Exercise instructions: Please read the article on the Kings Bay Plowshares 7 trial and state how many minutes of video footage the jury will be shown.

OPENING arguments began on Monday in the criminal trial of seven US peace activists who, on April 4, 2018, breached security and were arrested on the Kings Bay Trident Submarine Base in Georgia.

The base is home to six US Trident submarines and also periodically services the British fleet of four Vanguard-class Trident submarines.

As proceedings began and a jury was selected, the defendants sat patiently beneath a portrait of Sir Thomas More, looking down on them from the mahogany-coloured walls of a federal courtroom in Brunswick, Georgia. 

Like More, the defendants, known as the Kings Bay Plowshares 7, face their potential sentence willingly — as much as 25 years in jail — driven by the conviction of their Catholic faith.

The day-long jury selection process finally saw 10 women and four men seated — the jury of 12 also includes two reserves. 

One by one the pool of 72 potential jurors had been asked a series of questions by presiding US District Judge Lisa Godbey Wood, who cautioned them to let only factual evidence, and not emotions, drive their decision-making. 

But one older African-American woman, who cares professionally for the elderly, stated of the defendants, who range from 55 to 79, “I think I’ll feel sorry for them,” before being dismissed.

According to one of the defendants, Patrick O’Neill, who was sitting nearby, she then turned to the judge and said: “You think they’re guilty. And they think they’re innocent.”

“That was her reading of the atmosphere in the court,” O’Neill told a packed room of supporters during the lunchtime recess, many of whom have travelled across the country to watch the trial in person and vigil daily outside the courthouse. “The situation is already loaded against us.”

In his opening statement, the prosecutor for the US government, assistant US attorney Karl Knoche, described the events of the night of April 4, 2018, when the seven defendants used bolt cutters to remove padlocks at the Kings Bay base entrance, then cut their way through a razor-wire fence, before spray painting and hammering on base property.

The jury will be shown 75 minutes of video footage captured by O’Neill and fellow defendant Carmen Trotta, both of whom wore GoPro cameras to record their actions.

Defence attorney Bill Quigley, representing Liz McAlister, at 79 the oldest defendant and a former nun, told the jury in his opening statement that in their shoes he would “ask three questions: who are these people? What did they do? And why did they do it?”

After telling stories about each defendant’s personal commitment to their “voluntary poverty,” their faith and their work caring for the poor, he told the jury the seven freely admit to their actions, but will argue they were not illegal. “They are full of faith, hope and charity,” said Quigley, who did not ask for acquittal. Rather, he told the jury, “they hope you will see the justice of the actions they took.”

The trial is expected to last until Friday.

Extracted entries:
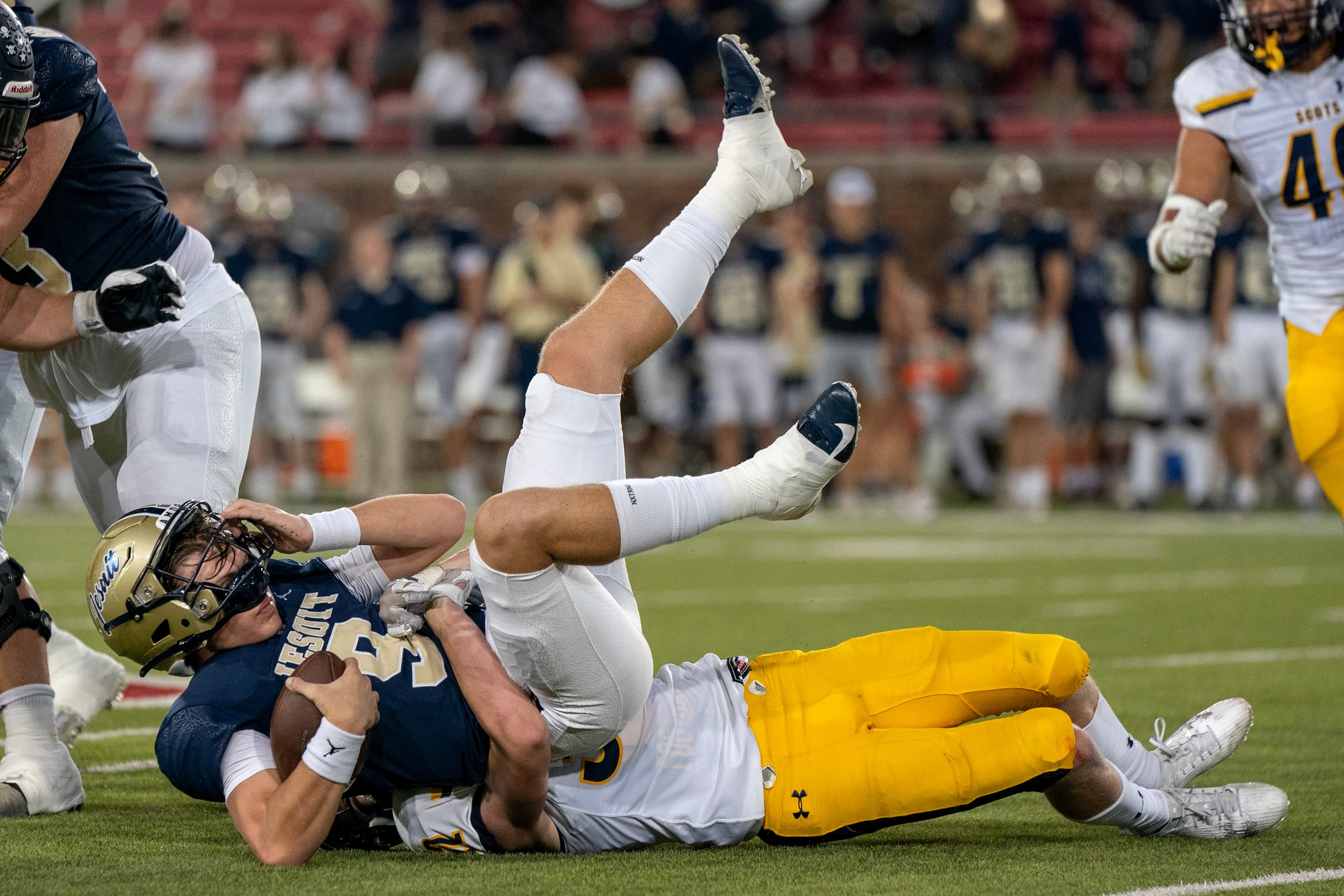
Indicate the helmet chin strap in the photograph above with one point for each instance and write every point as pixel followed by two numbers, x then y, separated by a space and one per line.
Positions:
pixel 14 162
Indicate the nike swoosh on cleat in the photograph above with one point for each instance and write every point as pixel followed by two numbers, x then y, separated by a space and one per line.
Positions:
pixel 847 433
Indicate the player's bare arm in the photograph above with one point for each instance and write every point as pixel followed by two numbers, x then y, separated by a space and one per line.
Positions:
pixel 407 532
pixel 1058 277
pixel 521 746
pixel 285 823
pixel 1188 221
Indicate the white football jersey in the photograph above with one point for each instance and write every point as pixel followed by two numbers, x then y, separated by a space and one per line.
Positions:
pixel 687 770
pixel 1285 137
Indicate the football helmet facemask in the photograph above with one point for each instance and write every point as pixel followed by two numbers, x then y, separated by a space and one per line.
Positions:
pixel 1274 35
pixel 152 613
pixel 18 91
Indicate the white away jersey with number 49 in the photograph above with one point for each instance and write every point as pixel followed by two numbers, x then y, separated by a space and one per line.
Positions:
pixel 687 770
pixel 1285 132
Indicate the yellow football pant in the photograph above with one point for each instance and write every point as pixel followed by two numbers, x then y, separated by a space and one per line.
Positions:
pixel 873 732
pixel 1316 404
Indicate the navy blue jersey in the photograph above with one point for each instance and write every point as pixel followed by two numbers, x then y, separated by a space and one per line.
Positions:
pixel 378 316
pixel 851 282
pixel 1256 287
pixel 271 273
pixel 427 734
pixel 425 261
pixel 1088 308
pixel 1015 265
pixel 105 210
pixel 738 299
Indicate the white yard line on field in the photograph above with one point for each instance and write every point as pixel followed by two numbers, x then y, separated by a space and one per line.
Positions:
pixel 1248 883
pixel 1221 657
pixel 111 734
pixel 135 765
pixel 836 597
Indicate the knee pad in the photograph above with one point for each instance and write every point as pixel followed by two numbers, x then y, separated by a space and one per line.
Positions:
pixel 19 613
pixel 1069 669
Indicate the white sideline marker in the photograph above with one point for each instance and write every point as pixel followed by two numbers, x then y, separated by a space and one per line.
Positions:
pixel 1249 883
pixel 1221 657
pixel 135 765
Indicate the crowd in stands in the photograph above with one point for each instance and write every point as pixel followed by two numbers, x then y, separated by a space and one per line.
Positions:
pixel 1047 365
pixel 621 73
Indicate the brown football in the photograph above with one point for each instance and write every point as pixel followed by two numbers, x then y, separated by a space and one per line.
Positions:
pixel 295 719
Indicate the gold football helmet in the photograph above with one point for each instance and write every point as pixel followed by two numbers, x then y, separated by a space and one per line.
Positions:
pixel 150 612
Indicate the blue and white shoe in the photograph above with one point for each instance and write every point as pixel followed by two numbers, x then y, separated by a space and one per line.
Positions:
pixel 787 477
pixel 753 154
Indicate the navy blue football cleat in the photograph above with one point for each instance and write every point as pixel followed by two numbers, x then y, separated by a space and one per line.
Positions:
pixel 745 89
pixel 833 422
pixel 788 476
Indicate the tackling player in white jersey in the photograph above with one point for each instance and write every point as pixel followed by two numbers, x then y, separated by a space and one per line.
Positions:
pixel 1271 106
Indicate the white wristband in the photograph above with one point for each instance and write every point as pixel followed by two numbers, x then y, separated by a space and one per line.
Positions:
pixel 88 320
pixel 334 530
pixel 334 753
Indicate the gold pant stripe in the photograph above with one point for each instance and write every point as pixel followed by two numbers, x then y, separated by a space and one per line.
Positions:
pixel 1315 402
pixel 875 727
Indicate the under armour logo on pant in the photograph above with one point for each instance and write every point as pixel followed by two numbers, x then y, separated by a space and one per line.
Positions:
pixel 799 796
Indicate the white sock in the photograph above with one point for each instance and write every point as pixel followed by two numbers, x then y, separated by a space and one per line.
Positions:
pixel 1245 493
pixel 1307 491
pixel 461 485
pixel 1144 464
pixel 1029 488
pixel 1139 809
pixel 1121 749
pixel 30 720
pixel 677 266
pixel 1198 455
pixel 675 508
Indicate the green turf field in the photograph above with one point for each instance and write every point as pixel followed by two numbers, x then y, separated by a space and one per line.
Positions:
pixel 1177 610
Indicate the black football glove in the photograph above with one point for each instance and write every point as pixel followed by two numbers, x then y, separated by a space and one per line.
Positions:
pixel 131 300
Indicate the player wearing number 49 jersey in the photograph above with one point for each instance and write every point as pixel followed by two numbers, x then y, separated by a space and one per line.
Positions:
pixel 1271 106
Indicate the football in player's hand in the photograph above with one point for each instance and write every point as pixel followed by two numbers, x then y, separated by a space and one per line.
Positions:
pixel 295 719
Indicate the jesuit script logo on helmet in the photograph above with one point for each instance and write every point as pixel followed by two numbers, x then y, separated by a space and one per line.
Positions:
pixel 111 567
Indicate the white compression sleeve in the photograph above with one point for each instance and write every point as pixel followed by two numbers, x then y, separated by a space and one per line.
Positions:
pixel 333 530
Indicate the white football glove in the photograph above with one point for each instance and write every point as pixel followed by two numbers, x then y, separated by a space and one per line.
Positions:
pixel 1174 245
pixel 405 601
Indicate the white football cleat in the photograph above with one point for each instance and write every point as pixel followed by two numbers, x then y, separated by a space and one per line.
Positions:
pixel 85 680
pixel 49 783
pixel 1208 739
pixel 752 147
pixel 787 477
pixel 1233 811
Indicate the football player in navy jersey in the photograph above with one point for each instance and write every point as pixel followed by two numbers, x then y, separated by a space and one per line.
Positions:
pixel 861 299
pixel 292 305
pixel 1175 343
pixel 1021 276
pixel 738 370
pixel 77 208
pixel 1250 351
pixel 440 256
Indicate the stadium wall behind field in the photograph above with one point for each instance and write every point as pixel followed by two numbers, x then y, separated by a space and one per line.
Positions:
pixel 913 188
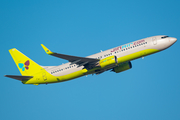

Result: 75 minutes